* [THE INPUT]:
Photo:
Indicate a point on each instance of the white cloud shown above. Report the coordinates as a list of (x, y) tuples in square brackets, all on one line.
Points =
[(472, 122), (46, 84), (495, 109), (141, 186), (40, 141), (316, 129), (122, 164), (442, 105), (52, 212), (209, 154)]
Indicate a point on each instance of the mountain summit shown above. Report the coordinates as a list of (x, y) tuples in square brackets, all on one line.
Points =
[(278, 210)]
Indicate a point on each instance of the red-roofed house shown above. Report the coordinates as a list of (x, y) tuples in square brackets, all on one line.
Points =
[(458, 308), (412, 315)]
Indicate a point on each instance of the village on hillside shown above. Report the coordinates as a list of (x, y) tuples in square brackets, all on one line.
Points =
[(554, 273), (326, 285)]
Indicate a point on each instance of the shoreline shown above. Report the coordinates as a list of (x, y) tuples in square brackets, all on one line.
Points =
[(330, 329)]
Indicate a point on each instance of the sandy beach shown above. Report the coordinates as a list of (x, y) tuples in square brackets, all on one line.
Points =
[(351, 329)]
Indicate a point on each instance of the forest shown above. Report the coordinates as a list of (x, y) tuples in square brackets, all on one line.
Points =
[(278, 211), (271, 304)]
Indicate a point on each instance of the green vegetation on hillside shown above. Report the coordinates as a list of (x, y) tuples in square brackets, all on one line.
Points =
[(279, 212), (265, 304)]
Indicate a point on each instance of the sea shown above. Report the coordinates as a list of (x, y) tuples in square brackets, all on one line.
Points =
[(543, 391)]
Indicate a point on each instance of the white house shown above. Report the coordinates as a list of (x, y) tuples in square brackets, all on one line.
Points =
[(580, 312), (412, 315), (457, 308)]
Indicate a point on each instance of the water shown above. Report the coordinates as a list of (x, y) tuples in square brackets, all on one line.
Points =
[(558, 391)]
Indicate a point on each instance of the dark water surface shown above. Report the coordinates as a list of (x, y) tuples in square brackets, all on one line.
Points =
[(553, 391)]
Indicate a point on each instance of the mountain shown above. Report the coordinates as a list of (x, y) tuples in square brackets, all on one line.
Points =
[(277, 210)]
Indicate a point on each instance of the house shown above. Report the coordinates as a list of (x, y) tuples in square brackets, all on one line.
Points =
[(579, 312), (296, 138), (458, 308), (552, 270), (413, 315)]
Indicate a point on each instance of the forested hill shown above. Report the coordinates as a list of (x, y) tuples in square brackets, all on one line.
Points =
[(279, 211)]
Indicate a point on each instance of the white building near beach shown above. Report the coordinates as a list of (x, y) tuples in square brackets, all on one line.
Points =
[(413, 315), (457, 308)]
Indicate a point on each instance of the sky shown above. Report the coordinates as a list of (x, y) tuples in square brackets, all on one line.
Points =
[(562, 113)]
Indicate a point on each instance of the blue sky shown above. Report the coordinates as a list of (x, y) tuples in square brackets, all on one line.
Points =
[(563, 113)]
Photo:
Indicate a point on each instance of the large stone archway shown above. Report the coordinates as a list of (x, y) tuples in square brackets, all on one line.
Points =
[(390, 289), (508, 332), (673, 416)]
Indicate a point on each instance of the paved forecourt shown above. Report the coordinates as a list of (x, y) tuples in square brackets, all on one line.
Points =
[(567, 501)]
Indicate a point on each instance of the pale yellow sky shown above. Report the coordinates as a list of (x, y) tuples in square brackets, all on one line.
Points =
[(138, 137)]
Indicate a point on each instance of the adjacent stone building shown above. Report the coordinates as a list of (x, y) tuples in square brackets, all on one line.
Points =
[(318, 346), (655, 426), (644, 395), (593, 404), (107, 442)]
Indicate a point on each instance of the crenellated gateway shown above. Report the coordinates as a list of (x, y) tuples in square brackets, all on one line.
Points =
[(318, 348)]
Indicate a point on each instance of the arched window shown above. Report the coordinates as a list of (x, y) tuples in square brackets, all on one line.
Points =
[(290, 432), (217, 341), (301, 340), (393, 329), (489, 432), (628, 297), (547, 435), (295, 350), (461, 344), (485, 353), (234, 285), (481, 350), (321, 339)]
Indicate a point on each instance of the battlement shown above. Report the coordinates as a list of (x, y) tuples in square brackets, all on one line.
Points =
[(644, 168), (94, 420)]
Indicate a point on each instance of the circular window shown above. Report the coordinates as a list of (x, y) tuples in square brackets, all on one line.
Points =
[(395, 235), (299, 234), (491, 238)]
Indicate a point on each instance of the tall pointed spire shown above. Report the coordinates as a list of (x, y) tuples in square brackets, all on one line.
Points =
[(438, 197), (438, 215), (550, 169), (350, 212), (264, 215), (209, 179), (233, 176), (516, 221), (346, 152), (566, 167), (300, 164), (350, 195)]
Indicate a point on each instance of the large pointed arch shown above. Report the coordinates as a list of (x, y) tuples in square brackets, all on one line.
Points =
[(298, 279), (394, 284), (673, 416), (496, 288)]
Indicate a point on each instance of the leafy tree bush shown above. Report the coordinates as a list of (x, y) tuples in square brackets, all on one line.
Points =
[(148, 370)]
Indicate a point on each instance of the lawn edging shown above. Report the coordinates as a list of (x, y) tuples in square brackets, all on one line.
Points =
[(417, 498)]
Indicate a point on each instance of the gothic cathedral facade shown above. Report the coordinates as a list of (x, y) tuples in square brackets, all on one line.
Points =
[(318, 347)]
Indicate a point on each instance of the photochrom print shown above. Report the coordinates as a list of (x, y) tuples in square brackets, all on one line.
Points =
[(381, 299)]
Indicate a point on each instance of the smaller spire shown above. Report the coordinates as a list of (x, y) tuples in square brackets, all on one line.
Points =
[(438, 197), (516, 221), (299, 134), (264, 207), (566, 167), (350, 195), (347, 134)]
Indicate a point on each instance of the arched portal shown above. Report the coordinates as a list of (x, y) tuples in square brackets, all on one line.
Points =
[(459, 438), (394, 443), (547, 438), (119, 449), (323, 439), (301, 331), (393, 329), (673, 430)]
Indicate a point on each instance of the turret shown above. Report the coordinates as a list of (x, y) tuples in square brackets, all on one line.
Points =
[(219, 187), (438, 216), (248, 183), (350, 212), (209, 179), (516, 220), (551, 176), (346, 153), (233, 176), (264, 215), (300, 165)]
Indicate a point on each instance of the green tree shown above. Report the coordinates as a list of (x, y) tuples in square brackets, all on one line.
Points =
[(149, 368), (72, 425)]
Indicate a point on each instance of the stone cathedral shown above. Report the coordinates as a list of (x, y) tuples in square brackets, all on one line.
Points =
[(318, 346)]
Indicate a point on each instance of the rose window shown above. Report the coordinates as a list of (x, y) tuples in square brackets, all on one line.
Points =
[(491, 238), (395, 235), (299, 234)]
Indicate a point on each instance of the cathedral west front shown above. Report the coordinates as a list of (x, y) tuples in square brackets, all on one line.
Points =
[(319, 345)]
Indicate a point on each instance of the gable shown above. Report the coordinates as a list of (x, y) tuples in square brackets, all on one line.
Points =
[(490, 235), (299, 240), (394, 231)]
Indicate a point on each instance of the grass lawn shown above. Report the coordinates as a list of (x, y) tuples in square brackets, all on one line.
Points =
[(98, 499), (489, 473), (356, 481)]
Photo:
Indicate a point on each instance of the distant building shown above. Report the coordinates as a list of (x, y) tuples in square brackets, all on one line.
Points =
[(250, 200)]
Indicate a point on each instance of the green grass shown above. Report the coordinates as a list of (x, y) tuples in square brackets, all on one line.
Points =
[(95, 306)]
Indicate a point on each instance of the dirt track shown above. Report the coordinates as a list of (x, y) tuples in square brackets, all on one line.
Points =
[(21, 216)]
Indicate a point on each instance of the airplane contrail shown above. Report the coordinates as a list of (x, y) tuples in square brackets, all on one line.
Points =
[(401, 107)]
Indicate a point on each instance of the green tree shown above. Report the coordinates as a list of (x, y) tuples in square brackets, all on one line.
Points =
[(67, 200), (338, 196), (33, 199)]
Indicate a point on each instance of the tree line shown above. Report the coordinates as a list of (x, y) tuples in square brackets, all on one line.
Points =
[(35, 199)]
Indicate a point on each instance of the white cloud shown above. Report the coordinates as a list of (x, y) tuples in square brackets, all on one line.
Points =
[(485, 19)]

* [TASK OBJECTIVE]: Print again, word for word, the lines starting with the one that contains "Indicate a point on each instance of the dirt" and going on through the final line of the entries.

* [FINAL ANSWER]:
Indicate a point on each instance of the dirt track shown above. Report the coordinates as a list of (x, y) tuples in square brackets, all on one line.
Points =
[(21, 216)]
Indicate a point on each instance of the airplane contrail shown above. Report the coordinates as a list of (x, y) tuples in square brackets, all on one line.
Points =
[(401, 107)]
Indicate a point on each instance of the green tree shown above. Report the coordinates as a list of (x, y) tuples in square brackets, all on one line.
Points =
[(67, 200), (338, 196), (33, 199)]
Indicate a point on each instance of the tree line shown above. Report the coordinates as a list of (x, y) tuples in square brackets, all on one line.
Points =
[(35, 199)]
Indicate a point on each instance of the white cloud shown above. Report the coordinates as a list of (x, y) tuples in square brackets, all on one line.
Points =
[(485, 19)]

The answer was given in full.